— begin DATA LINES —

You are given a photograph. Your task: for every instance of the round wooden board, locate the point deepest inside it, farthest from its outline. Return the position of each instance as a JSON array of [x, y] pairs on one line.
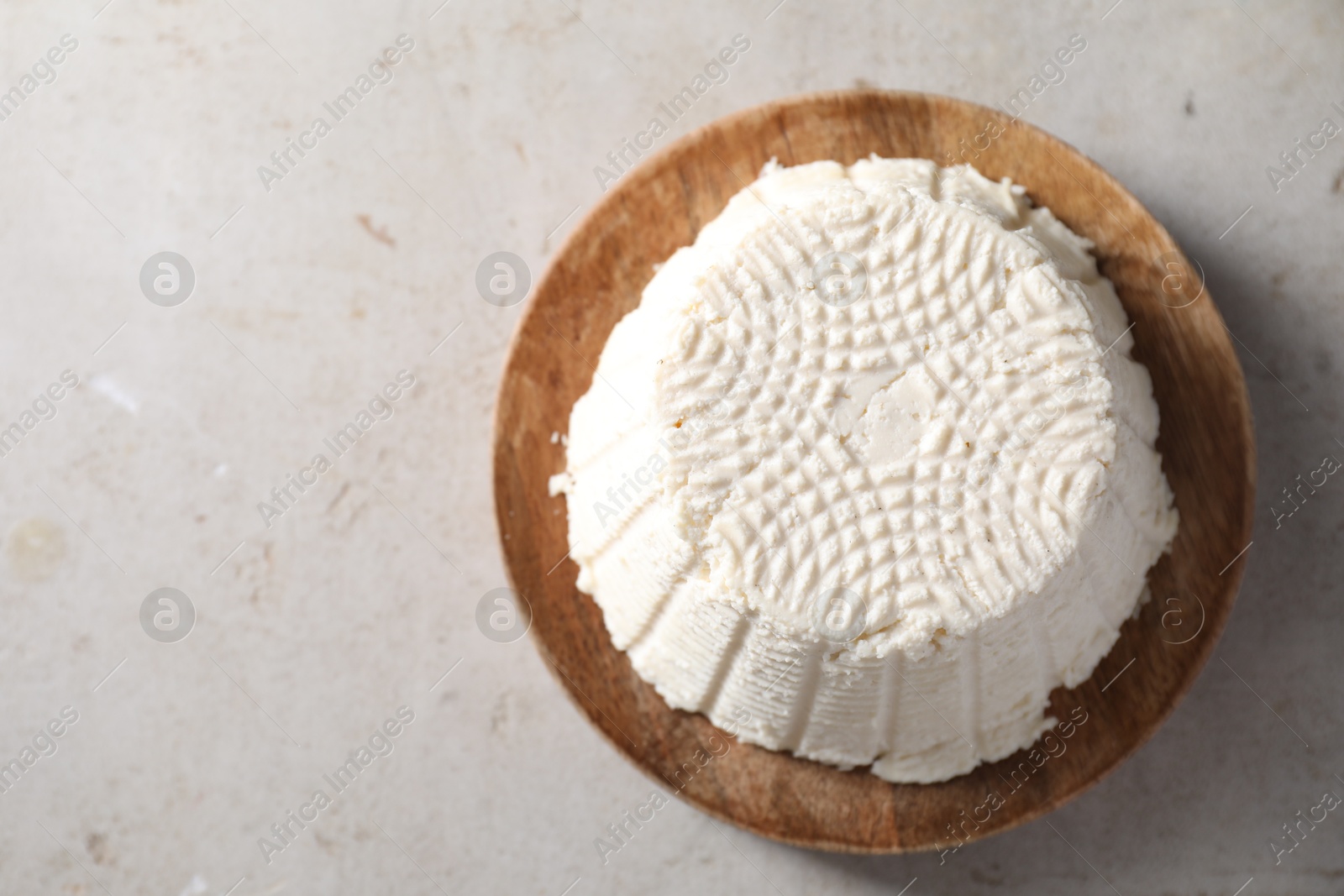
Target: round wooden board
[[1206, 443]]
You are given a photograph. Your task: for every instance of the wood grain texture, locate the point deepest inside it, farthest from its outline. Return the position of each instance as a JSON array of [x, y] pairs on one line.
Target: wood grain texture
[[1206, 443]]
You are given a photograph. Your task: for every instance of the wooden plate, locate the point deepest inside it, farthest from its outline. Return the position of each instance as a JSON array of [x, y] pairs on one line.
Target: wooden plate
[[1206, 443]]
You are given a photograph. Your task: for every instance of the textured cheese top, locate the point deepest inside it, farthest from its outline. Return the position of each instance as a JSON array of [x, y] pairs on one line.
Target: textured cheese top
[[871, 464]]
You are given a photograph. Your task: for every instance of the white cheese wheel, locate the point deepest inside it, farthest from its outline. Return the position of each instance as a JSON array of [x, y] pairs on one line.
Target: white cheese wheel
[[870, 463]]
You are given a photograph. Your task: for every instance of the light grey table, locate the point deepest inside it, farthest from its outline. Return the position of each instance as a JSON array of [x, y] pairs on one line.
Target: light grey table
[[315, 285]]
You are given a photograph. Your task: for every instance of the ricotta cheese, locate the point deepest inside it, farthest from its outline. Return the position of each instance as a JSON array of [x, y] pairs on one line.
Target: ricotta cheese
[[871, 463]]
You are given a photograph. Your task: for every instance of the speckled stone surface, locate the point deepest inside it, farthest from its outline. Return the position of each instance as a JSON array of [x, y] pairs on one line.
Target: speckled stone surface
[[353, 606]]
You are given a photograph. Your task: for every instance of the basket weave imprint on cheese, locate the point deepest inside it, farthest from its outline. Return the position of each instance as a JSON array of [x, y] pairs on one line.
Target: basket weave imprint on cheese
[[960, 439]]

— end DATA LINES —

SHORT EXERCISE:
Reproduce all of the material above line for line, without the picture.

COMPLETE OUTPUT:
You are given a photograph. Your task: for every instance of the round wooden board, locate the point deepest inside it, farthest from its outline. Return the position of each instance as a JSON array of [x, y] pairs on one line.
Target: round wooden board
[[1206, 443]]
You are given a photograph. Your task: for every instance of the wood grain texture, locate the point deepest inside it, farthest from its outline. Return the position of each instance as a JSON array of [x, y] pairs on one line.
Target: wood grain texture
[[1206, 443]]
You are given a photograph. Your task: for every instance of the wooden plate, locate the point deepest inside it, farthest from its outline. Return the position of each instance as a JSON array of [x, y] pairs on one line.
Target: wooden plate
[[1206, 443]]
You are given a photograph. Your task: for every instance of the textured cheese top, locate the point deepest inside it, farthest from its outline. Return the position of each instance as a JSON array of [x, y] pairs on one line.
Target: textured cheese top
[[871, 464]]
You are given a photograph. Your task: for every instance of the white cheese wheel, locate the point deepest inside it, farthest from its outline. Return the position of each instance as a JSON array of [x, y] pairs on one line.
Target: white cheese wheel
[[870, 463]]
You are given a photograph. Your task: for every instance of the light grey table, locate the point deepest inside it, farthest from its outline. Return the position of each instance as a JSON array of [x, y] pairs on one line.
Target: light grey table
[[315, 285]]
You are given a photograph. Your task: for every instance of the ricotta cheese, locate the point deepest inside it, farthest from its outline. Return the position of each instance as a JSON array of [x, y] pairs on one line.
Target: ricotta cheese
[[871, 463]]
You are given a photograph. Your task: for every instance of the speckled stone surface, locate the point deepest inside it, farthest from its outline. Return the position of each instance as a JSON array of [x, y] pairs on one line.
Target: speckled stone surface
[[353, 606]]
You are given a photograph. Your task: for every instance of the basket weave imprint on cheese, locate the point deepest inside it, farthest from its outline. Return the position of each instance as a JSON array of [x, y] pairs on one line.
Target: basket weave imprint on cheese
[[960, 439]]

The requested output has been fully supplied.